FARMINGTON – In a little more than 5 minutes, a Franklin County jury found two Earth First! protesters guilty of failure to disperse after stopping a semi-truck last summer carrying a 140-foot wind turbine blade on its way to the Kibby Wind Power Project construction site.

Justice Michaela Murphy sentenced Willow Cordes-Eklund, 27, of Minneapolis, Minn., and Erik Gillard, 27, of Montpelier, Vt., to each serve 10 days in jail and pay a $500 fine for the Class D misdemeanor charge of failure to disperse. Murphy took issue with the fact that the tractor trailer driver, a private citizen who was not named in court, had been subjected to the brunt of the protesters’ actions on July 6, 2010. Those actions included 20 or so protesters stopping the truck on Route 27 and surrounding it as law enforcement officers attempted to keep the crowd away from truck. Gillard testified he climbed up to the cab to keep the driver calm and ask him to turn off the truck’s engine.

After Gillard was pulled down by an officer and handcuffed, Eklund scrambled underneath the truck’s trailer and chained herself to the trailer’s support using two bike locks. The driver was seen in video clips shown during the trial as being angry.

“He was upset and frightened,” Murphy told the defendants at sentencing. “He was simply a guy trying to do his work,” she said. “This situation quickly could have escalated out of control for the truck driver and protesters. It was a dangerous situation they created and he (driver) had no involvement in the political dispute.”

Justice Murphy’s 10-day jail sentence came as somewhat of a surprise, because following the guilty verdicts that came at noon today, Assistant District Attorney James Andrews had suggested a sentence for each of $500 fine and 100 hours of community service to be served in Maine. Defense attorneys Philip Worden and Lynne Williams suggested 100 hours was “a little steep” and recommended 75 hours instead.

Jurors took little time in convicting the pair. The jury began deliberations at 11:40 a.m. and knocked on the jury room door at nearly 11:46 a.m. to announce they had reached a verdict. Juror Raymond Richard of Wilton, said in that time two votes were taken. The first was 50-50 for conviction.

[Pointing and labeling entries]
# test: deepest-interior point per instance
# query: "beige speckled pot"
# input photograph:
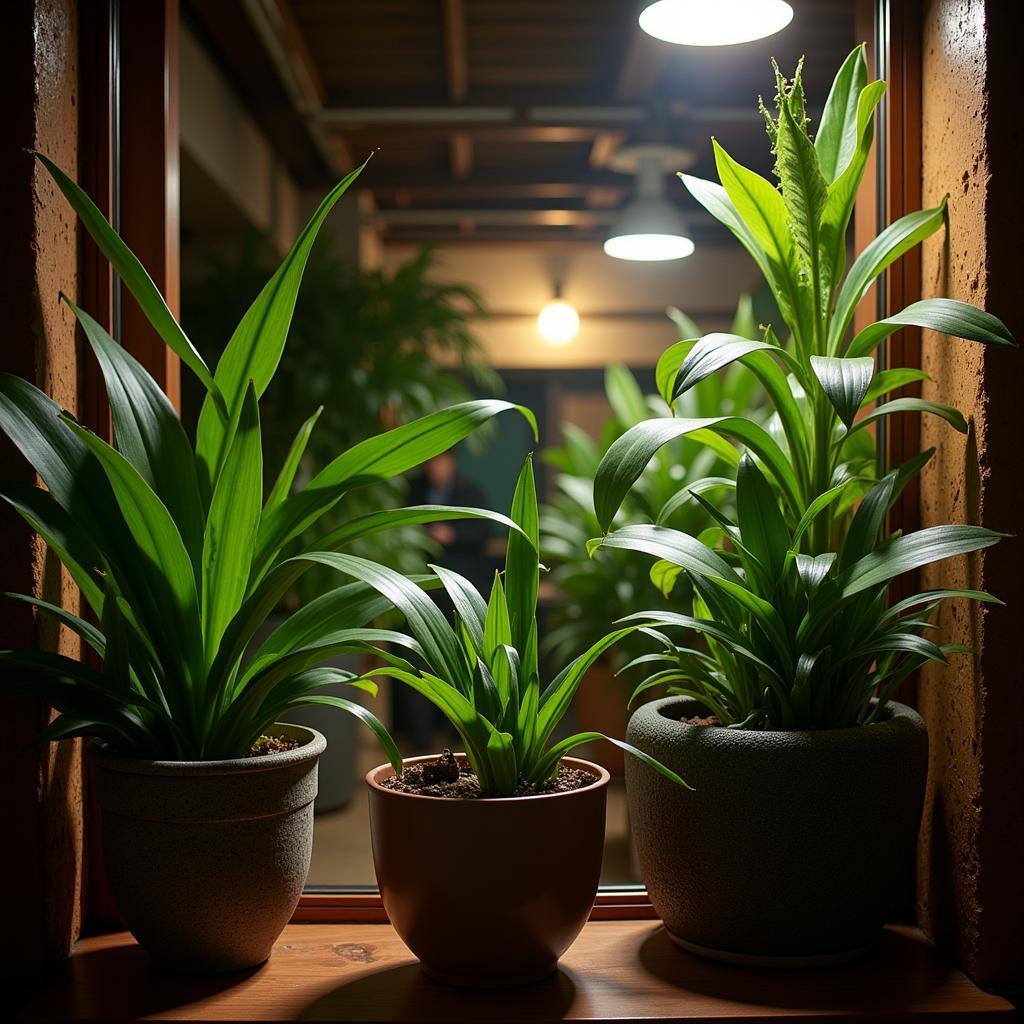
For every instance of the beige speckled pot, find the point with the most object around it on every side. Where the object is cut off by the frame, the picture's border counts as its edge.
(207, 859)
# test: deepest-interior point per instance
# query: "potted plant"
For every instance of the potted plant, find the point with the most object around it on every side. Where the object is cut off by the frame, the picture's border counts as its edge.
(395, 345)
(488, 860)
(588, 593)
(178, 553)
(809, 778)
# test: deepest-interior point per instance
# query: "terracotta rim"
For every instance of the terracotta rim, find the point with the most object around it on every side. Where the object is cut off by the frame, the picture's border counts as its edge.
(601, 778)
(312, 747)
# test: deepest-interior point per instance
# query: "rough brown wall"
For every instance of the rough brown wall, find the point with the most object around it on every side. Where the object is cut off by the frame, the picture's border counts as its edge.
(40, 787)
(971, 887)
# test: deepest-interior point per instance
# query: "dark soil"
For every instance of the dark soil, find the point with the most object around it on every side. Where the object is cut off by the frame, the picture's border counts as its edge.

• _PROBLEM SET_:
A – In the article about the protesters' trial, reproduce the passage from "Justice Murphy’s 10-day" to "75 hours instead.", substituting "public service" for "community service".
B – Decide whether each statement agrees with the article about the protesters' trial, answering yes or no and quoting the words that settle it: (i) Cordes-Eklund and Gillard are the same age. (ii) The truck driver was named in court. (iii) The jury deliberated for more than an hour.

• _EXPECTED RESULTS_:
A –
Justice Murphy’s 10-day jail sentence came as somewhat of a surprise, because following the guilty verdicts that came at noon today, Assistant District Attorney James Andrews had suggested a sentence for each of $500 fine and 100 hours of public service to be served in Maine. Defense attorneys Philip Worden and Lynne Williams suggested 100 hours was “a little steep” and recommended 75 hours instead.

B –
(i) Yes: "Willow Cordes-Eklund, 27, of Minneapolis, Minn., and Erik Gillard, 27, of Montpelier, Vt."
(ii) No: "a private citizen who was not named in court"
(iii) No: "The jury began deliberations at 11:40 a.m. and knocked on the jury room door at nearly 11:46 a.m. to announce they had reached a verdict."